Required task. Copy out every line of the listing from its first line through the line containing "point(111, 473)", shifting each coordinate in the answer points by -133. Leave the sample points inside the other lines unchanged, and leave the pictures out.

Location labeling records.
■ ■ ■ ■ ■ ■ ■
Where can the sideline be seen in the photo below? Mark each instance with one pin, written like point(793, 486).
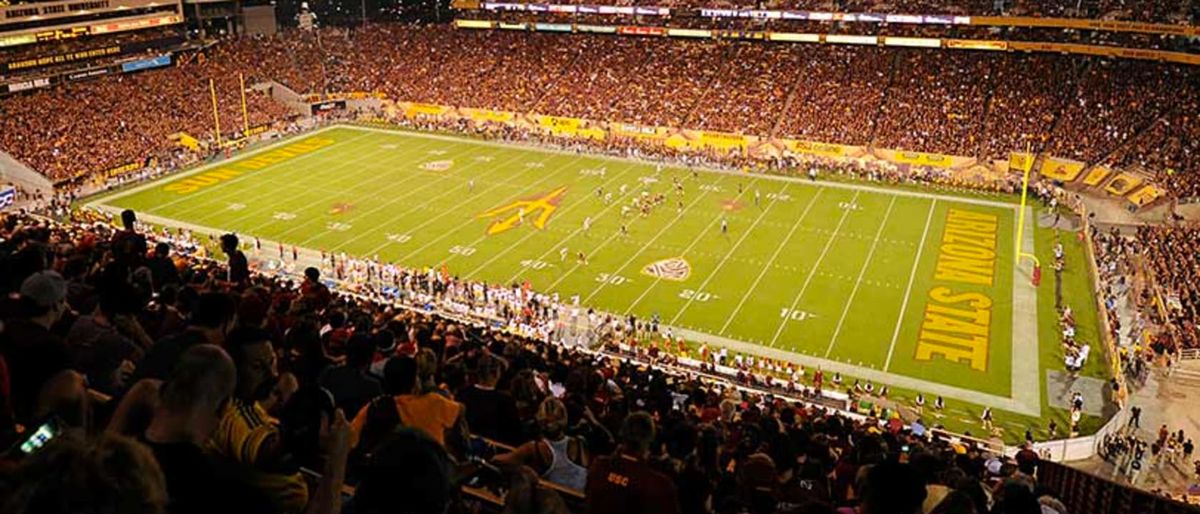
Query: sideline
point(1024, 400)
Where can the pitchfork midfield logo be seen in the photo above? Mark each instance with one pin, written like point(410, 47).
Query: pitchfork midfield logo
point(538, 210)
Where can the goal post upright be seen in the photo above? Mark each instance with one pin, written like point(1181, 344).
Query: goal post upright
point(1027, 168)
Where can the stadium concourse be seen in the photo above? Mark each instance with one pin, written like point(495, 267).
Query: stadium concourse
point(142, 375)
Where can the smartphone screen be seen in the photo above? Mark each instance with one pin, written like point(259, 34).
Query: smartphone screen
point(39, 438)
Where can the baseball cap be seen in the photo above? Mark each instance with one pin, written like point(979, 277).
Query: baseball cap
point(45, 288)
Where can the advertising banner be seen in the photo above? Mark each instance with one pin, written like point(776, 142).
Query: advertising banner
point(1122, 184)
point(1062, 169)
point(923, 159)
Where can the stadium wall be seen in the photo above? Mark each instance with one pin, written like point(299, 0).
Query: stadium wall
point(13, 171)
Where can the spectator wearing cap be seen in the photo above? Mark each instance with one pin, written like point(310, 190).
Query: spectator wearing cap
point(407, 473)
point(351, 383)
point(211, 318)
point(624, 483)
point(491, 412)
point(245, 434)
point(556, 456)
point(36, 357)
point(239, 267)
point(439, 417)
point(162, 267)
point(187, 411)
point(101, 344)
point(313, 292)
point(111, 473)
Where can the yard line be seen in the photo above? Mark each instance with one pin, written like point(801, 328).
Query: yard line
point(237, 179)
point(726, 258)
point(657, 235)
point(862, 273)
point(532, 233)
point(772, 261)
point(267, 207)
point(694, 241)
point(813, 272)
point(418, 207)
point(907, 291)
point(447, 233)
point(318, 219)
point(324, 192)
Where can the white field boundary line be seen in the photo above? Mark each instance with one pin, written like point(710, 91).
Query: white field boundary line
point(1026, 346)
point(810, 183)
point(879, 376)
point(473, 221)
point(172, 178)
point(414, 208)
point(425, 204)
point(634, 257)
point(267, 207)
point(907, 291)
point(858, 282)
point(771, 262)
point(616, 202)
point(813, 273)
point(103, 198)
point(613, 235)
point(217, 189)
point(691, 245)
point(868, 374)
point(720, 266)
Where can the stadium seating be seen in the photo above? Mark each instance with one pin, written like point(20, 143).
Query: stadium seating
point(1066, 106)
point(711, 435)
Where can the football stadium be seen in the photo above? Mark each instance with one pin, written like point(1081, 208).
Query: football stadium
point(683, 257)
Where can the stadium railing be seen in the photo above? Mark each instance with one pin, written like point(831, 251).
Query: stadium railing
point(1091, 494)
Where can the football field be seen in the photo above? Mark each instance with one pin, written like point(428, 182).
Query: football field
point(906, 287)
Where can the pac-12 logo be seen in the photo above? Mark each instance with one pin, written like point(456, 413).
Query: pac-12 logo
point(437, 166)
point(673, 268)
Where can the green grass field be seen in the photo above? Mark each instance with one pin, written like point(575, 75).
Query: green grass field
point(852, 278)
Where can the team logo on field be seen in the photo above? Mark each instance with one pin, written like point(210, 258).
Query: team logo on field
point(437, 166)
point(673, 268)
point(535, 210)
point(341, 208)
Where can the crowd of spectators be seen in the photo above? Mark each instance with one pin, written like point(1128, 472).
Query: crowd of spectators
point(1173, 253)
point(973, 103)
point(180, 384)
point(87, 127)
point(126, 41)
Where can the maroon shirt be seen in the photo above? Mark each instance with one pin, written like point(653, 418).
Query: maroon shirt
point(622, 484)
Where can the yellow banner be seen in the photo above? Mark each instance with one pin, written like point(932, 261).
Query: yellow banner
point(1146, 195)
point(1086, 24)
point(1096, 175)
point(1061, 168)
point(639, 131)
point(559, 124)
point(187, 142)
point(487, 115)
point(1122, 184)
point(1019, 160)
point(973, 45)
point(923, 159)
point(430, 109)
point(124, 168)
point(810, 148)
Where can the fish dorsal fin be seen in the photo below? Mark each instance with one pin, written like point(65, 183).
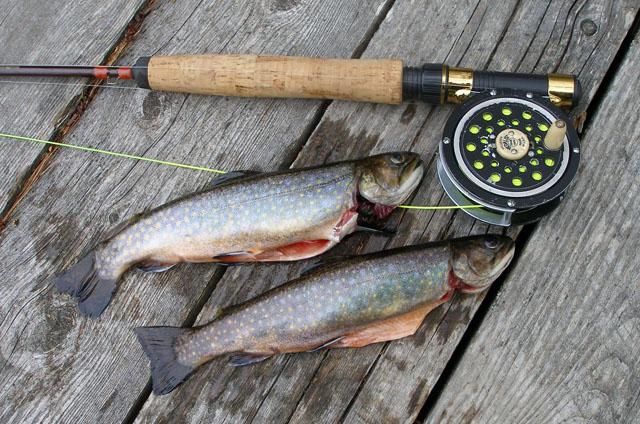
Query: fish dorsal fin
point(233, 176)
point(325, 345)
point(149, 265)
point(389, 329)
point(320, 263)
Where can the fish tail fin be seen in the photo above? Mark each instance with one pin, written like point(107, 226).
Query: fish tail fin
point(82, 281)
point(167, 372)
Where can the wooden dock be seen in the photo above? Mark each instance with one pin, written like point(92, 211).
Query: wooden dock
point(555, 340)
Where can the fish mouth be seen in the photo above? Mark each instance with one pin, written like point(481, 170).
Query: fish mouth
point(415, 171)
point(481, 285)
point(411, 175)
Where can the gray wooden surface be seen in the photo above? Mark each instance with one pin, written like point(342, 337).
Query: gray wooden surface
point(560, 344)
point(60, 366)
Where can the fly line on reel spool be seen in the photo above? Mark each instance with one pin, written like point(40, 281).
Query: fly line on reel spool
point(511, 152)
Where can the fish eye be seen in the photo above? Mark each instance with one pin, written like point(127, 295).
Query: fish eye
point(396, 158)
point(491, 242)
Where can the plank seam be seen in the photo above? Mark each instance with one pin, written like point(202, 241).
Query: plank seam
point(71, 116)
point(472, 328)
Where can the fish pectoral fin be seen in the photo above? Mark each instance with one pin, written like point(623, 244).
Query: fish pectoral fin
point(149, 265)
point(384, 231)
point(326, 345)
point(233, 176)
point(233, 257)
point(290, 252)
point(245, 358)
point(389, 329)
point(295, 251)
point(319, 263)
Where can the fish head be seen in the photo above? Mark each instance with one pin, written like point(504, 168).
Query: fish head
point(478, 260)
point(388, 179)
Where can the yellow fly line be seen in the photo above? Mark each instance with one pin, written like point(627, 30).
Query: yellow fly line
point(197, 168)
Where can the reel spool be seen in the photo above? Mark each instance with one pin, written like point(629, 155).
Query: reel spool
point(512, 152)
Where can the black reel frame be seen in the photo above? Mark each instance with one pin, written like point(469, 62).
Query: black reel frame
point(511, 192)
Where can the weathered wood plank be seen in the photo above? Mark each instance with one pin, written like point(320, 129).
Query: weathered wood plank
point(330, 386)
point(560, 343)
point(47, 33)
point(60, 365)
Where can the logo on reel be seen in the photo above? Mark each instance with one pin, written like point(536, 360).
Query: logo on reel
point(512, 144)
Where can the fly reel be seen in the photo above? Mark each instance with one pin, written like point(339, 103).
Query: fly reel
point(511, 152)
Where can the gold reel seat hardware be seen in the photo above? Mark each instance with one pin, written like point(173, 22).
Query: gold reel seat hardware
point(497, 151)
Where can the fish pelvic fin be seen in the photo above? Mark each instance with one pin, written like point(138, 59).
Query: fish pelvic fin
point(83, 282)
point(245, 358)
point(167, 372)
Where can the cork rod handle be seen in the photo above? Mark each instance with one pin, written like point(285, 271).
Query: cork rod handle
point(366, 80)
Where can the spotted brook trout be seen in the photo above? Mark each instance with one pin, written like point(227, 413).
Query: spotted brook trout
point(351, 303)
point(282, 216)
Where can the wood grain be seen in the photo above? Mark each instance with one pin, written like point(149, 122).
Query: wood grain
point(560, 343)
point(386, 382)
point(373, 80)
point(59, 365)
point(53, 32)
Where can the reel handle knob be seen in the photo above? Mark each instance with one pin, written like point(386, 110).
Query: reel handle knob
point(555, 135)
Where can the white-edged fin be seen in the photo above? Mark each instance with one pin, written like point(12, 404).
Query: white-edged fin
■ ■ ■ ■ ■ ■ ■
Output of the task.
Where can the sideline be seen in the photo below? Mark each instance with one pin, written like point(793, 486).
Query: sideline
point(891, 267)
Where can the pitchfork midfield logo be seen in the photo above? Mark each instance with one pin, written like point(410, 47).
Query: pitchfork midfield logo
point(405, 77)
Where can the goal post upright be seen in the photo above? Mark each instance with one pin, written like point(1181, 344).
Query: goal post upright
point(894, 35)
Where can the stadium concourse be seen in the photo above? Mark each instance with one pin, written like point(495, 267).
Query: stadium concourse
point(9, 242)
Where can the smartphone screen be seen in the photo above? Mark each instance with one pin, written like point(259, 34).
Query: smartphone screen
point(-94, 305)
Where can the baseball cap be seen in the photo above? Mark each instance with one pin, written like point(979, 277).
Query: baseball cap
point(-88, 155)
Where can the advertising banner be seen in the photo above? Mark each instance with one pin, written like point(776, 142).
Query: advertising banner
point(989, 51)
point(929, 36)
point(790, 26)
Where can the stadium wall be seen in the photo above? Mark each instance with one pin, written like point(299, 0).
Query: stadium wall
point(-120, 38)
Where can the spectator wearing cap be seen in the photo above? Mark each instance with one pin, written like point(310, 190).
Query: spectator wearing cap
point(274, 340)
point(218, 250)
point(78, 185)
point(491, 350)
point(358, 279)
point(112, 301)
point(423, 323)
point(-97, 224)
point(106, 134)
point(306, 284)
point(29, 134)
point(54, 278)
point(-32, 211)
point(180, 159)
point(-22, 340)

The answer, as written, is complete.